__Tasks__:
#1 In the excerpt on pre-implantation genetic testing, rewrite the stretch from "You should consider PGT-SR" through "known as PGD?", replacing "known carrier" with "confirmed carrier".
#2 According to the excerpt on pre-implantation genetic testing, what is the aim of PGT-SR?
#3 Take the excerpt on pre-implantation genetic testing further, continuing from where it stops.

You should consider PGT-A if:

  • You are a woman 35 years old or above (aneuploidy risk increases with age)
  • You have had a history of miscarriage or recurrent IVF failures
  • You have severe male factor infertility
  • You have a very large number of embryos
  • Determining gender is of importance


  • A small amount of damage can occur when the embryo is biopsied to remove cells for testing
  • Mosaicism ( a condition where some of the cells in a generally normal embryo are abnormal or some of the cells in a generally abnormal embryo are normal) can lead to test results that do not accurately reflect the chromosome status of the embryo

What is PGT-SR (pre-implantation genetic testing
for structural rearrangements) / formerly known as PGS?

Pre-implantation genetic testing for structural rearrangements is a screening test for intended parents with known chromosomal rearrangements or translocations (where a piece of one chromosome breaks off and attaches to another chromosome resulting in a gain or loss of a cell’s genetic material). Embryos can be tested to determine if they contain the correct amount of genetic information. The aim of PGT-SR is to provide intended parents the opportunity to decrease the odds of miscarriage.

You should consider PGT-SR if:

  • You are a known carrier of a balanced chromosomal translocation

What is PGT-M (pre-implantation genetic testing for a monogenic disease) / formerly known as PGD?

__Provided data__:

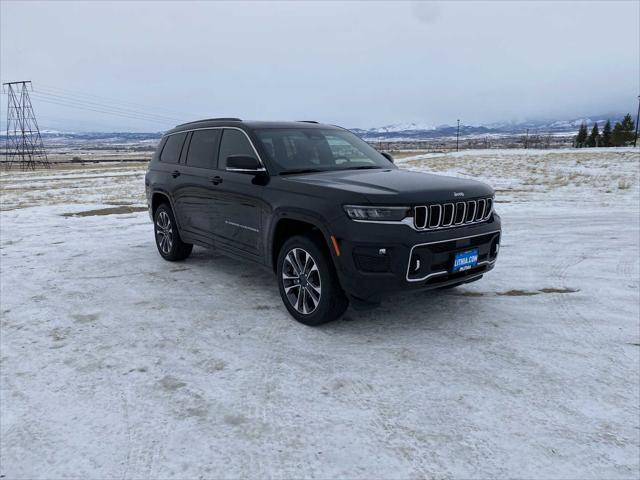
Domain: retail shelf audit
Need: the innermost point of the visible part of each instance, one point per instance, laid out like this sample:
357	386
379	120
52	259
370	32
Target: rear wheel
170	245
308	282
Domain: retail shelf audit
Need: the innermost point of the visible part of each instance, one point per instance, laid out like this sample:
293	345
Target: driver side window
234	142
344	152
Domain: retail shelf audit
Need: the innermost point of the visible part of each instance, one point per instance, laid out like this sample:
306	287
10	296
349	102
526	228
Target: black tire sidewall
176	244
332	300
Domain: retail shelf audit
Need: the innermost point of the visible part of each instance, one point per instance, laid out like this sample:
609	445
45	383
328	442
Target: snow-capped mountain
420	131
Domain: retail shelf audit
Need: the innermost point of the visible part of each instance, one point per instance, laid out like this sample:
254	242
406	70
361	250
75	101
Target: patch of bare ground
527	293
106	211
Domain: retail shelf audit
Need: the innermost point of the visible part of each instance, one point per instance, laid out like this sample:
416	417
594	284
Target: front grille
444	215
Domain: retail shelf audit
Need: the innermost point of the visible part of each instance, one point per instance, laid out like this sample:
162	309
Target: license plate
465	260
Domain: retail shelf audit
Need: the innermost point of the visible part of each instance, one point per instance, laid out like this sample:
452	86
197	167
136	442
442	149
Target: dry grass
106	211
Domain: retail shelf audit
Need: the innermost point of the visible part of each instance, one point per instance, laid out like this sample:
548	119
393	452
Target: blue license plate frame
465	260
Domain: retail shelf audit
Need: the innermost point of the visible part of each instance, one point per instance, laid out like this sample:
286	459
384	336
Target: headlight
376	214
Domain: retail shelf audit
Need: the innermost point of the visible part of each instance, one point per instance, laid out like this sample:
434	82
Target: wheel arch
287	225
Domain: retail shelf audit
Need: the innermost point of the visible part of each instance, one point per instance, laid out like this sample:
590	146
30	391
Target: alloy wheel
164	232
301	280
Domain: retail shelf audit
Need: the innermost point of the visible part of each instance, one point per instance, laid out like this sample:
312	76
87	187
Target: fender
171	203
303	215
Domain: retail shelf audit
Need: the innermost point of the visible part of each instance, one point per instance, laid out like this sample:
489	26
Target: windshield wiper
303	170
362	167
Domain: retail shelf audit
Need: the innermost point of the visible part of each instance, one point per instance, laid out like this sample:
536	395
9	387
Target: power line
145	107
79	106
104	105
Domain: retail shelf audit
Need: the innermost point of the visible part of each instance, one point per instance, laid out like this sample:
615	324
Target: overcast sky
356	64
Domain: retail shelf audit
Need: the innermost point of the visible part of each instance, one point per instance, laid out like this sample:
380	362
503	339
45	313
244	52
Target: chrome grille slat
435	223
434	216
480	210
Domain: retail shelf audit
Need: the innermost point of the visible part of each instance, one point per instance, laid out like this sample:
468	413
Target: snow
115	363
401	127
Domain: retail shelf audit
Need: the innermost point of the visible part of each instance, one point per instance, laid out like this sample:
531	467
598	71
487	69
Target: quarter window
203	149
172	148
234	142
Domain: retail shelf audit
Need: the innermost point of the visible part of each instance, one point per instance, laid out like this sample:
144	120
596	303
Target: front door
196	196
237	214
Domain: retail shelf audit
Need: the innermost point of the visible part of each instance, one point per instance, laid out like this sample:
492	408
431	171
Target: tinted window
203	149
319	149
234	142
172	147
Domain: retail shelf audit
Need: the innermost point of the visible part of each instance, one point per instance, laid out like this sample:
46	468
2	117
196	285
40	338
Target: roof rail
220	119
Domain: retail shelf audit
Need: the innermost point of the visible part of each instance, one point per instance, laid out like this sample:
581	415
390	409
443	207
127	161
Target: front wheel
170	245
308	282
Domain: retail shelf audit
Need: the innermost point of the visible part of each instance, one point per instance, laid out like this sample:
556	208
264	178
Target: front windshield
293	150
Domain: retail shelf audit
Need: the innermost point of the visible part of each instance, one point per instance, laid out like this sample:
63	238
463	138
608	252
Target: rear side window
234	142
172	147
203	149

__Your responses__:
#1
You should consider PGT-SR if:

  • You are a confirmed carrier of a balanced chromosomal translocation

What is PGT-M (pre-implantation genetic testing for a monogenic disease) / formerly known as PGD?

#2 To give intended parents the opportunity to decrease the odds of miscarriage.

#3
Pre-implantation genetic testing for a monogenic disease (PGT-M) is a screening test for intended parents who carry a genetic mutation of some kind or who have a family history of genetic disease, and worry about passing it to their offspring. The aim of PGT-M is to provide intended parents the opportunity to prevent transferring an embryo affected by a specific disorder.

You should consider PGT-M if:

• You have, or have in your family, specific genetic diseases including X-linked, autosomal recessive and autosomal dominant diseases

• You need to match stem cells for other siblings in need of a bone marrow transplant

• Determining gender is of importance

What is Gender Selection?

Preimplantation Genetic Testing options offer a much higher chance of having a child of a preferred gender. There are some diseases which are much more common in males or in females, so avoiding having a child of that gender can reduce the odds of these conditions.

Gender selection involves using PGT-A or PGT-M techniques to determine X and Y chromosomes; thus, genetic gender. Identifying gender allows the transfer of only male or female embryos accordingly.

What are the steps involved in Preimplantation Genetic Testing (PGT)?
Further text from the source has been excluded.